**Problem to solve:** What you return must match the listing below exactly.

**Input data:**
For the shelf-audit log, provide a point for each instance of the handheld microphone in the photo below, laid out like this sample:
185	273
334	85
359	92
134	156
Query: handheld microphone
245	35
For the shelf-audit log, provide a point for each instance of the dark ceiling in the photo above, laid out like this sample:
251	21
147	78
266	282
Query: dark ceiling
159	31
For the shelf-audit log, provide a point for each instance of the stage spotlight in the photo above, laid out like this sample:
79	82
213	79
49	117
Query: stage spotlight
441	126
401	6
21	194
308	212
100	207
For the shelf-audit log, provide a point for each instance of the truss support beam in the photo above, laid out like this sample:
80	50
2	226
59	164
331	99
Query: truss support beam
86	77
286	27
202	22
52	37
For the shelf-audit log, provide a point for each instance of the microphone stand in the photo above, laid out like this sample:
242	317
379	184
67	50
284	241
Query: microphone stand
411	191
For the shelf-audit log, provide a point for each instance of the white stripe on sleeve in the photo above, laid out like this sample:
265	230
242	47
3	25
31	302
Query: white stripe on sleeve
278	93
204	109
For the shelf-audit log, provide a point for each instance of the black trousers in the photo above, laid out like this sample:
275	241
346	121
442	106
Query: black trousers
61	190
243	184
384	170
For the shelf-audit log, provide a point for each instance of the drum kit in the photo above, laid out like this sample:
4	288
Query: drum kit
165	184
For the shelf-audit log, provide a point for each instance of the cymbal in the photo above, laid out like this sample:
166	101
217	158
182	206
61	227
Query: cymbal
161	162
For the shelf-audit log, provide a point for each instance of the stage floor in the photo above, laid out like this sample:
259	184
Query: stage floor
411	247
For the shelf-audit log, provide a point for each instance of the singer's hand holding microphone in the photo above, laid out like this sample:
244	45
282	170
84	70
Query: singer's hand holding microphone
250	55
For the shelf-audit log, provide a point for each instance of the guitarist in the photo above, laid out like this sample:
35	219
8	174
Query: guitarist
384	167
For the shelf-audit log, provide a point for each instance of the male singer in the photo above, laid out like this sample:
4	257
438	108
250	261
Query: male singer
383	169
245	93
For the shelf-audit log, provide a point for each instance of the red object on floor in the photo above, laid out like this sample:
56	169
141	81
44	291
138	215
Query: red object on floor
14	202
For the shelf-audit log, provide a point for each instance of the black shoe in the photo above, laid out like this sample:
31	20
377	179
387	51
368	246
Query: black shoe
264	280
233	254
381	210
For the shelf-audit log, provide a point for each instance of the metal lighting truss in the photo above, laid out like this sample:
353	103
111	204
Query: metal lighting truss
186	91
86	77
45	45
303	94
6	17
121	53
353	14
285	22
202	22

**Reply:**
For the shelf-audit log, provide a point for each instance of the handheld microphone in the photo below, laid out like this sample:
185	273
334	85
359	92
134	156
Query: handheld microphone
245	35
For the shelf-audit log, provide a point for each instance of the dark ceiling in the photo above, laid out like this sample:
251	21
147	78
266	282
Query: dark ceiling
159	31
For the shelf-audit log, provide a point for each instance of the stage spotlight in the photo above, laid out like this sample:
79	82
213	79
49	117
Query: stage spotlight
441	126
401	6
21	194
308	212
100	207
For the shelf-audit log, provide a point for each instance of the truss support beam in the photo above, laid out like this sample:
80	50
2	226
59	164
331	99
Query: truss support beam
86	77
286	27
202	22
52	37
For the shelf-audit log, provide a point for each instance of the microphone stand in the photo above, laid out like this sample:
242	317
379	184
67	50
284	241
Query: microphone stand
411	191
For the shelf-audit log, provide a point for each instance of the white stripe on sleeve in the photo above, laid out like this sample:
265	230
242	47
3	25
31	302
Query: white stripe on sleeve
278	93
204	109
For the shelf-audit log, provide a point for each instance of the black trousers in the photo above, laid out like this sample:
275	241
346	121
442	106
Query: black trousers
61	190
243	184
384	170
For the shelf-audit log, provide a point for each instance of the drum kit in the photo above, laid out like this sample:
4	288
Query: drum kit
165	184
For the shelf-audit log, provide a point for each instance of the cymbal in the photo above, laid out like this sample:
166	101
217	158
182	206
61	227
Query: cymbal
161	162
For the shelf-audit log, provide a point for each instance of the stage floor in the photo above, laid out like this sample:
259	184
Query: stage floor
411	247
For the shelf-audit log, provide a point for each instance of the singer's hand holding microphone in the photo above, laid out like this sample:
244	45
282	170
84	70
Query: singer's hand holding microphone
250	55
For the shelf-audit log, provide a point for each instance of the guitarist in the photo above, laid out like this sample:
35	219
8	174
Query: guitarist
384	167
For the shelf-audit log, provide a point for each instance of the male singer in the photo above, laid out like this sample:
4	257
438	108
250	261
Query: male singer
383	169
245	93
For the shelf-audit log, provide a point for each instance of the red object on floor in the photo above, laid out like this sample:
56	169
141	81
44	291
138	215
Query: red object on floor
14	202
For the shelf-audit log, provide a point for each instance of the black shoe in the photo above, laid out like this sample:
31	20
377	179
387	51
368	246
Query: black shoe
264	280
233	254
381	210
For the shelf-audit log, provide a point for each instance of the metal lighting truss in the photo above, laid out like this sample:
353	103
111	204
Query: metal lighting truss
186	91
86	77
45	45
303	94
6	17
121	53
353	14
285	22
202	22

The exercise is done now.